— START INPUT ROWS —

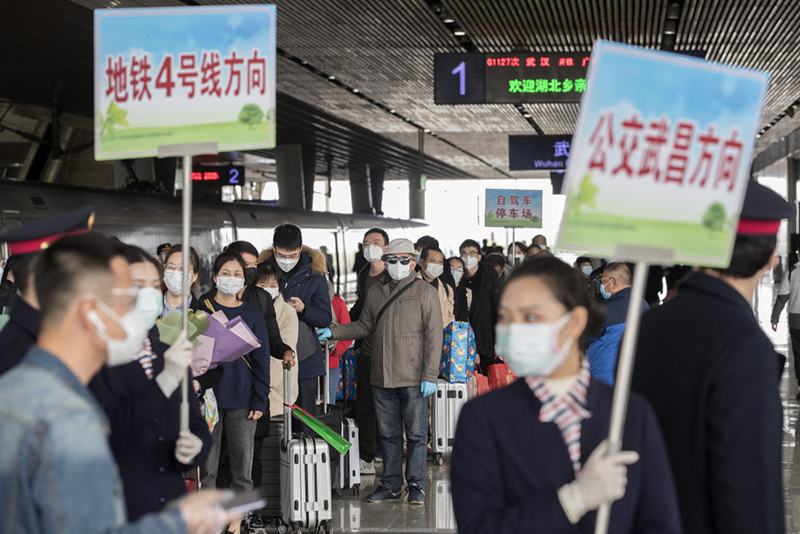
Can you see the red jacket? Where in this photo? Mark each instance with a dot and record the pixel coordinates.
(343, 317)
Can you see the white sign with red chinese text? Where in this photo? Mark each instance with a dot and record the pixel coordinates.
(661, 155)
(513, 208)
(175, 76)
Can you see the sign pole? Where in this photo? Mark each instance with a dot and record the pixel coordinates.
(186, 152)
(627, 355)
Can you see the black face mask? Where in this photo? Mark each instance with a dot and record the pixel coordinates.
(250, 275)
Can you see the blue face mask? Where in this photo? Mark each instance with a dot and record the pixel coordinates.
(605, 294)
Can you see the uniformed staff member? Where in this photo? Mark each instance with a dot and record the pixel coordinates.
(57, 473)
(712, 377)
(22, 328)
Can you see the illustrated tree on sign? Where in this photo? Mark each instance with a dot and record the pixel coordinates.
(714, 218)
(585, 195)
(251, 114)
(115, 116)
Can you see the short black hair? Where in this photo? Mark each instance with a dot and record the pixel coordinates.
(495, 260)
(427, 250)
(268, 269)
(242, 247)
(287, 236)
(470, 243)
(377, 231)
(224, 258)
(426, 241)
(751, 253)
(134, 254)
(70, 267)
(567, 285)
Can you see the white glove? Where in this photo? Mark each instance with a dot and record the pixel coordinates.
(203, 512)
(602, 480)
(177, 360)
(187, 447)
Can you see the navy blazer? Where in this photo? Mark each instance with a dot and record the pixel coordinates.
(144, 428)
(712, 377)
(507, 467)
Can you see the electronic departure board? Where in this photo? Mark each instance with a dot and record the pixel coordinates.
(540, 77)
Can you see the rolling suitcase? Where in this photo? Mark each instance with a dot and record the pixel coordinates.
(447, 403)
(305, 478)
(349, 476)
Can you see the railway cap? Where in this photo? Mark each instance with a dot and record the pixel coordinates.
(39, 234)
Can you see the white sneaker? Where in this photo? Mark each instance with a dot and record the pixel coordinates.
(367, 468)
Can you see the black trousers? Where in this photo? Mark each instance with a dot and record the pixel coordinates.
(365, 408)
(794, 336)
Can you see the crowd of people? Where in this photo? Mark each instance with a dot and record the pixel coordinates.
(90, 391)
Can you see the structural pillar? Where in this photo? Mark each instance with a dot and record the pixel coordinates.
(376, 176)
(416, 184)
(792, 175)
(289, 163)
(309, 174)
(359, 189)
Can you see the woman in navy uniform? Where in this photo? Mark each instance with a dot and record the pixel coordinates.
(531, 457)
(712, 376)
(142, 401)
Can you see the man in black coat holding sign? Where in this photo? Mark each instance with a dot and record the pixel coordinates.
(712, 376)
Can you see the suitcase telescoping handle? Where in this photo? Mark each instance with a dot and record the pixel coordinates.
(287, 411)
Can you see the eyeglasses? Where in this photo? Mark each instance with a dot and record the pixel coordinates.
(391, 260)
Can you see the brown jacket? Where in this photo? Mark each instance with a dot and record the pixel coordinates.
(408, 339)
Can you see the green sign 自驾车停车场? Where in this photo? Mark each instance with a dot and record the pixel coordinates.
(654, 163)
(513, 208)
(172, 76)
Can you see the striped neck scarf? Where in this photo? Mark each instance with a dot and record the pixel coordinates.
(145, 357)
(566, 411)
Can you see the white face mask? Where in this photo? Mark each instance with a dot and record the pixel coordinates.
(531, 349)
(174, 281)
(150, 305)
(470, 261)
(398, 271)
(434, 270)
(273, 292)
(287, 265)
(230, 285)
(373, 253)
(121, 351)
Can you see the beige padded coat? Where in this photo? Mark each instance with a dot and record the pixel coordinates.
(408, 339)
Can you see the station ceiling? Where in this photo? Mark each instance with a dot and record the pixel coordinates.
(384, 49)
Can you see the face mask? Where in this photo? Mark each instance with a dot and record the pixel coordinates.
(471, 261)
(531, 349)
(287, 265)
(398, 271)
(121, 351)
(250, 275)
(373, 253)
(273, 292)
(149, 305)
(174, 281)
(229, 285)
(603, 292)
(434, 270)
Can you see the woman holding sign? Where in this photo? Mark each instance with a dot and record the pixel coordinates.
(243, 391)
(530, 457)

— END INPUT ROWS —

WHAT YOU ARE ASKED TO DO:
Rewrite the lines from the one with "Can you see the brown" through the end of the listing, substituting "pin" for "dot" and leaving everything else unchanged.

EXERCISE RESPONSE:
Can you see the brown jacket? Where in this photo? Mark each instance with a pin and record the pixel coordinates.
(408, 339)
Can you see the green sign 自驾车停车场? Where in this photo? Mark each instance with a pin and record the pixel coordinates.
(654, 163)
(513, 208)
(172, 76)
Can you see the striped neck scarf? Where in this photo? Mark each instance with a pin and record the pixel coordinates.
(145, 357)
(566, 411)
Can you see the white face mask? Where in this photo? Mark each instance with a pin and record the pixel coordinates.
(531, 349)
(174, 281)
(150, 305)
(470, 261)
(398, 271)
(434, 270)
(273, 292)
(287, 265)
(230, 285)
(373, 253)
(121, 351)
Can you see the beige padded coat? Where in this photo? Mark each instance with a pin and record the pixel coordinates.
(408, 339)
Can you see the station ceiling? Where in this photo? Mark each instance with a pin and record the pixel coordinates.
(384, 49)
Can you see the face mask? Where in this photo? Mark each instance with a pin and record the pixel coordinates.
(471, 261)
(531, 349)
(287, 265)
(398, 271)
(121, 351)
(250, 275)
(373, 253)
(273, 292)
(149, 305)
(174, 281)
(229, 285)
(603, 292)
(434, 270)
Can you see the woman holding sign? Where in this photo? Mark each instance with a pin and record the pixel coordinates.
(243, 391)
(530, 457)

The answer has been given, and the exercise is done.